- School Seal

Location
- Darlington Road Richmond, North Yorkshire, DL10 7BQ England 54°24′24″N 1°43′29″W﻿ / ﻿54.406710°N 1.724630°W

Information
- Type: Academy
- Established: Unknown, records exist since 1361. Current establishment founded 1971. (precursors 1566, 1940, 1950)
- Founder: Elizabeth I
- Local authority: North Yorkshire
- Trust: Areté Learning Trust
- Department for Education URN: 145090 Tables
- Ofsted: Reports
- Head Mistress: Jenna Potter (soon retiring)
- Staff: 159
- Gender: Coeducational
- Age: 11 to 18
- Enrolment: 1,312
- School Seal: Latin: Sigillum Comune Libere Scole Burgensium de Richmond Common seal of the free school of the town of Richmond
- Website: http://www.richmondschool.net/

= Richmond School =

Richmond School & Sixth Form College, often referred to simply as Richmond School, is a coeducational comprehensive secondary school with academy status, located in North Yorkshire, England. It was created by the merger of three schools, the oldest of which, Richmond Grammar School, is of such antiquity that its exact founding date is unknown. The first mentions of it in writings, however, is estimated, to be between 1361 and 1474. It was officially ratified as an educational establishment in 1568 by Elizabeth I.

The school is on the outskirts of Richmond, near the Yorkshire Dales. It accepts both boys and girls and serves a wide catchment area across most of the north-west corner of North Yorkshire, including Swaledale.

==History==
===Richmond Grammar School===
Richmond School was the first school in Richmondshire. It accepted only boys and its only entry requirements were that pupils could read and write. Its date of foundation is not known, but it first appears in a registry believed to have been written between 1361 and 1474. It was awarded a charter ratifying its status on 14 March 1568 by Queen Elizabeth I and was one of the first free grammar schools in England. The school was built on what is now the churchyard of St Mary's Church, which stands opposite to and further up the hill to the former Richmond Lower School Building. In 1677 a new building replaced the Elizabethan one and this was used until 1850 when the school moved into a smaller building which still stands, and which until 2011 was used for teaching.

_Tasks for this exercise_
1. According to the Richmond School text, why is the exact founding date of Richmond Grammar School unknown? Answer in one to three sentences.
2. Extract the passage of the Richmond School text from "Richmond School &" to "Yorkshire, including Swaledale.", word for word.
The data after this point isn't needed.

_Dataset entries_
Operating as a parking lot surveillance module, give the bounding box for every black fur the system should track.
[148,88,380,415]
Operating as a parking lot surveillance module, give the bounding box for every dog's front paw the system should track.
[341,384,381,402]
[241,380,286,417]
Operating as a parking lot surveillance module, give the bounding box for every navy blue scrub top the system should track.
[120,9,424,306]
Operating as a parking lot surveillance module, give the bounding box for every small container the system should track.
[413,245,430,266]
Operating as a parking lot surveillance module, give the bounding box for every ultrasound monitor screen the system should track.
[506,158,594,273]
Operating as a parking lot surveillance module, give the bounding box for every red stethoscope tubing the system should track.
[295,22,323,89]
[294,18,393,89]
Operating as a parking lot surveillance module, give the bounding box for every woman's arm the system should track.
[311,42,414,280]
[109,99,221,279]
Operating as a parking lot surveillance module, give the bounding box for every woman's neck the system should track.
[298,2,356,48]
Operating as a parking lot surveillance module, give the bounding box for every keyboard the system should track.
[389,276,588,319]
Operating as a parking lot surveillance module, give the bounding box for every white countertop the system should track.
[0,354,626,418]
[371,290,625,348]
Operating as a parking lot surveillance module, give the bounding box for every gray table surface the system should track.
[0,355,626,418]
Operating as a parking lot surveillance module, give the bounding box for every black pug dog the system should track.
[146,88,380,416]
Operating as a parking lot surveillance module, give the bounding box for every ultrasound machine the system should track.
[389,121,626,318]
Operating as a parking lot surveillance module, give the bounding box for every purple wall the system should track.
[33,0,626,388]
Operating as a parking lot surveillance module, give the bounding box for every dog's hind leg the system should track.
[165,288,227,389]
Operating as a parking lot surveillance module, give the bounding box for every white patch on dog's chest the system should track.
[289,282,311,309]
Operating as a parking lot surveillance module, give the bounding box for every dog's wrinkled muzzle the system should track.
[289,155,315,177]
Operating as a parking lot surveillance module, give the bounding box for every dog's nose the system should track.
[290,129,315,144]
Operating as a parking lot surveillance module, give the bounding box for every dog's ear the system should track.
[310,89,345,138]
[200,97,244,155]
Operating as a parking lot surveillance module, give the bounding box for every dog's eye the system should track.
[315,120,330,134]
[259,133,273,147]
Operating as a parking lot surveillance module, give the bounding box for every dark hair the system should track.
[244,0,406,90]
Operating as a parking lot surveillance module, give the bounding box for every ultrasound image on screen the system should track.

_Task-by-task outputs_
1. Richmond Grammar School is so old that its exact founding date is unknown. The earliest record of it is a registry believed to have been written between 1361 and 1474.

2.
Richmond School & Sixth Form College, often referred to simply as Richmond School, is a coeducational comprehensive secondary school with academy status, located in North Yorkshire, England. It was created by the merger of three schools, the oldest of which, Richmond Grammar School, is of such antiquity that its exact founding date is unknown. The first mentions of it in writings, however, is estimated, to be between 1361 and 1474. It was officially ratified as an educational establishment in 1568 by Elizabeth I.

The school is on the outskirts of Richmond, near the Yorkshire Dales. It accepts both boys and girls and serves a wide catchment area across most of the north-west corner of North Yorkshire, including Swaledale.